→ OBJECTIVE
Your task is to transcribe the entries below exactly, beginning with the line containing "Where can the light" and ending with the final line, and to add nothing else.

Start MATERIAL FOR THIS EXERCISE

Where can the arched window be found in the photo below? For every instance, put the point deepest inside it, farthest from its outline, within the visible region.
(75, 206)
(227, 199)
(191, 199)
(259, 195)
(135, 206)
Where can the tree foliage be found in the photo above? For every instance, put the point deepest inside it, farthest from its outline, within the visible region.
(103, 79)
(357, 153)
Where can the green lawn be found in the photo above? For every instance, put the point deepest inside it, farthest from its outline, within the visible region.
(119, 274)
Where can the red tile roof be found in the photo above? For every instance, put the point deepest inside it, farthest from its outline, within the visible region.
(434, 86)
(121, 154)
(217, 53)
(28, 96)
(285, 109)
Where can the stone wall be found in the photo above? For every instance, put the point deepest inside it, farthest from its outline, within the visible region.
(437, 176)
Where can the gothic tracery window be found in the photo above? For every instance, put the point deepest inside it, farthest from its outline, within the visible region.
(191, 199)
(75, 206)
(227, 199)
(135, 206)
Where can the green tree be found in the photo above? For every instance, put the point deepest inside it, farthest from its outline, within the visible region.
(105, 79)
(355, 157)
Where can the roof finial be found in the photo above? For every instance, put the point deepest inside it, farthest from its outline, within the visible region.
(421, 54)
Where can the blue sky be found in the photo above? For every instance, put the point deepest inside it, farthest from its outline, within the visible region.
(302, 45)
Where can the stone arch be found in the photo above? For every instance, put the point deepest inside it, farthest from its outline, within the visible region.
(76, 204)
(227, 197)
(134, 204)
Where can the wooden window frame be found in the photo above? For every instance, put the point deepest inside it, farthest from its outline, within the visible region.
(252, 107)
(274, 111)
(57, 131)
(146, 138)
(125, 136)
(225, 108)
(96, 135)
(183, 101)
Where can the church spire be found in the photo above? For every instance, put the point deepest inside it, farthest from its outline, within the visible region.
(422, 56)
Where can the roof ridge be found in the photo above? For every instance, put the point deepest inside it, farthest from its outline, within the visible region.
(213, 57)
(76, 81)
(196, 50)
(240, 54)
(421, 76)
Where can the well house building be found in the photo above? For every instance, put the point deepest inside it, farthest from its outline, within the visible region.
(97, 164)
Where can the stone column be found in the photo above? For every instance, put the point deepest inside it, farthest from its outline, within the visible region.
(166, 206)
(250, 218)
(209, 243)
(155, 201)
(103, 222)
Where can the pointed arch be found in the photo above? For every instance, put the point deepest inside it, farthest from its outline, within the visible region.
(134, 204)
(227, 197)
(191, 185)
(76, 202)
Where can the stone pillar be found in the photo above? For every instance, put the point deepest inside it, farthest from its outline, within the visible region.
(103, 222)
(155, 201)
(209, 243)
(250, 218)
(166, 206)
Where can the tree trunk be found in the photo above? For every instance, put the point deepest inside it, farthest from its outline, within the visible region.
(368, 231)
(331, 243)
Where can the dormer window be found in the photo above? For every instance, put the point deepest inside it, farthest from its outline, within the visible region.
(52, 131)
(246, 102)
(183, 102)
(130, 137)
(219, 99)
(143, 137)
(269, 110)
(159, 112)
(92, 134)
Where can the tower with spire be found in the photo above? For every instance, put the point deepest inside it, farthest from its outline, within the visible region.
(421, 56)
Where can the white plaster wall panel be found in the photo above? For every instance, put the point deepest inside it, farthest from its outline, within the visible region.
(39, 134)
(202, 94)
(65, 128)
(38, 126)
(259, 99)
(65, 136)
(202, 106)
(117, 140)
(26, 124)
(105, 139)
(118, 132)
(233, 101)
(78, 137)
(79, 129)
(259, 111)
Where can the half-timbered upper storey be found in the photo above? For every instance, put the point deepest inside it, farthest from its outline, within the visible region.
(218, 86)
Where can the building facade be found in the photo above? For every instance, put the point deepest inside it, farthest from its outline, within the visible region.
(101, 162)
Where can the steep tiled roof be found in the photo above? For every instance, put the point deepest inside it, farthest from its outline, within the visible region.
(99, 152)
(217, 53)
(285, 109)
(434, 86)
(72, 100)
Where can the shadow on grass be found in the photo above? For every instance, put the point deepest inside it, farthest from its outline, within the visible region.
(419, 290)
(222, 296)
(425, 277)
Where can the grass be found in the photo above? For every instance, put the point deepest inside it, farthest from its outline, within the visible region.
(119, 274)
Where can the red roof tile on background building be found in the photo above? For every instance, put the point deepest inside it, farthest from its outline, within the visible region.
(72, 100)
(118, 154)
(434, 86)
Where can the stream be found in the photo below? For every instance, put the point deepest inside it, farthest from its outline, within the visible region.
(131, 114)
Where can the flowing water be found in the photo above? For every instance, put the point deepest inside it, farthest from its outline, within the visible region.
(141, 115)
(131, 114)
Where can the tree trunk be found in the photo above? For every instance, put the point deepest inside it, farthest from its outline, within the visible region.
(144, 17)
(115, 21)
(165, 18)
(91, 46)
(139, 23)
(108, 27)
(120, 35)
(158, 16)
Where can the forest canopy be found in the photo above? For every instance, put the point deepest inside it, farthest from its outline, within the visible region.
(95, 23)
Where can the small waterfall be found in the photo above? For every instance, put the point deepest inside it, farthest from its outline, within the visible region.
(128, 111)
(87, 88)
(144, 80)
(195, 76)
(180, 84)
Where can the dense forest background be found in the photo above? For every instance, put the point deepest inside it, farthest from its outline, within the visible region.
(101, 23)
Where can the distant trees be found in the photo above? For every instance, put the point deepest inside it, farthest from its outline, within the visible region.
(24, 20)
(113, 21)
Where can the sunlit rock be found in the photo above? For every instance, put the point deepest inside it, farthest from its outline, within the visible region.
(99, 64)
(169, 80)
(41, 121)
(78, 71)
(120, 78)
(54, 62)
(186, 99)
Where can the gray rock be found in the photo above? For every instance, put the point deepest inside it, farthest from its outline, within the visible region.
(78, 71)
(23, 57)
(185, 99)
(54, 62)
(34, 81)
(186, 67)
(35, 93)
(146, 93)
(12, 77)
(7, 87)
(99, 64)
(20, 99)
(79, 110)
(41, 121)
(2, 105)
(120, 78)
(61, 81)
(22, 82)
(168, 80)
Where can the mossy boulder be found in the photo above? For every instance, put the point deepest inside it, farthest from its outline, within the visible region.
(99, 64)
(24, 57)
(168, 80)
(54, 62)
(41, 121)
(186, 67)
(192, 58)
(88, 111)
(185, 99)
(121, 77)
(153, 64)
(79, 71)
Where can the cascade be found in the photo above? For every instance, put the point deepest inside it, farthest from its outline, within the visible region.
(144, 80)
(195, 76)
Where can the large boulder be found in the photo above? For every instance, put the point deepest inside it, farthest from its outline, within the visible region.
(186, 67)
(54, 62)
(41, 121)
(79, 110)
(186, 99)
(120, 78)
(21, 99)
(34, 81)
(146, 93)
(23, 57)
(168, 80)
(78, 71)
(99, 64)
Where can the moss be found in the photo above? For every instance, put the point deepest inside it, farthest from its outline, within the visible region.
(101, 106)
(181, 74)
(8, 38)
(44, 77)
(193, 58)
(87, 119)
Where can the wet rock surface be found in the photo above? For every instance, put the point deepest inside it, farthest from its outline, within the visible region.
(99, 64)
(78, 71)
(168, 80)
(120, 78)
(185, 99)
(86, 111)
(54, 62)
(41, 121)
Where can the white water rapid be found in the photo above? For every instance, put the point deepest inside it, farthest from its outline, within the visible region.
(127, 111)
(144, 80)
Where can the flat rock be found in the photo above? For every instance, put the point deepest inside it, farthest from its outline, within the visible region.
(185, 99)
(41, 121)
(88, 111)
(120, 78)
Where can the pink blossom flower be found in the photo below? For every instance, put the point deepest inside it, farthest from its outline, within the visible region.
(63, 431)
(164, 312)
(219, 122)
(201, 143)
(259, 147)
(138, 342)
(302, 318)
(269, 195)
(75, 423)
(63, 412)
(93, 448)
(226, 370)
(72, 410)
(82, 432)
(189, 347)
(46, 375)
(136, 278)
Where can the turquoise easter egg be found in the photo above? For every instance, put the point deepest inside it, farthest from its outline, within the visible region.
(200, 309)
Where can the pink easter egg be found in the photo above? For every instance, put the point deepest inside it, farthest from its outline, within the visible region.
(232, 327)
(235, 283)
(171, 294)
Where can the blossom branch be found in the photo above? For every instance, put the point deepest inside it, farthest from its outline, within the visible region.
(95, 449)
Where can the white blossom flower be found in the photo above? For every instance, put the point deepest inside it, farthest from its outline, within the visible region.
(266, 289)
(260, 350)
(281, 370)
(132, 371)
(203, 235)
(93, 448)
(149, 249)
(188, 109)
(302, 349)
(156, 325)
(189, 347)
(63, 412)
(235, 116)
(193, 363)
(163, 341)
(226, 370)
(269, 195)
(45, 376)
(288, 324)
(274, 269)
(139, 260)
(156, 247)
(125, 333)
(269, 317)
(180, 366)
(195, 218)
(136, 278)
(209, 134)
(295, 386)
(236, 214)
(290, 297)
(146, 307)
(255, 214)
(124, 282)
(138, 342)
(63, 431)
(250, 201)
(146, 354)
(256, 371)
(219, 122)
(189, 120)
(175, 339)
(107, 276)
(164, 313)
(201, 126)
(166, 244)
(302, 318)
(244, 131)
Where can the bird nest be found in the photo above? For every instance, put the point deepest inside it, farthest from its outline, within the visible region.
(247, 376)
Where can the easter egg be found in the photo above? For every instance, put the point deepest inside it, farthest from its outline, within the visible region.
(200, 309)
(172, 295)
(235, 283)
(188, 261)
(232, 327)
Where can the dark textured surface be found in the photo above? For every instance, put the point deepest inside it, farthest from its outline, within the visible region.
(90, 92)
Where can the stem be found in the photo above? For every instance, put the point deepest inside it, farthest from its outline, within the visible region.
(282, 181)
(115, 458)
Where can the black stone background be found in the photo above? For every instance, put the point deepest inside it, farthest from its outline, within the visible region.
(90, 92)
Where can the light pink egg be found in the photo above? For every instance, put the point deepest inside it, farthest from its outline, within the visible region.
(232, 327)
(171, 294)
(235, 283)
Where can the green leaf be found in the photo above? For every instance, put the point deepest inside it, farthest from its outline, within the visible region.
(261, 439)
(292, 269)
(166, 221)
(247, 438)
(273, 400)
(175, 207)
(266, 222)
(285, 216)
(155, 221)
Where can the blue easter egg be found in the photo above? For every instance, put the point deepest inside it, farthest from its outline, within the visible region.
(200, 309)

End MATERIAL FOR THIS EXERCISE

→ EXERCISE ANSWER
Where can the light pink egg be found in the photo above? For every instance, put the point deepest inside it, farthest from its outline, within the visible region.
(232, 327)
(171, 294)
(235, 283)
Where can the green leaf be found in the photo above? For every instance, put the point deepest inside it, farthest from its outline, within the visible region.
(261, 439)
(292, 269)
(166, 221)
(247, 438)
(273, 400)
(175, 207)
(266, 222)
(285, 216)
(155, 221)
Where can the blue easter egg be found in the photo above? For every instance, put the point deepest inside it, farthest from its outline, within the visible region.
(200, 309)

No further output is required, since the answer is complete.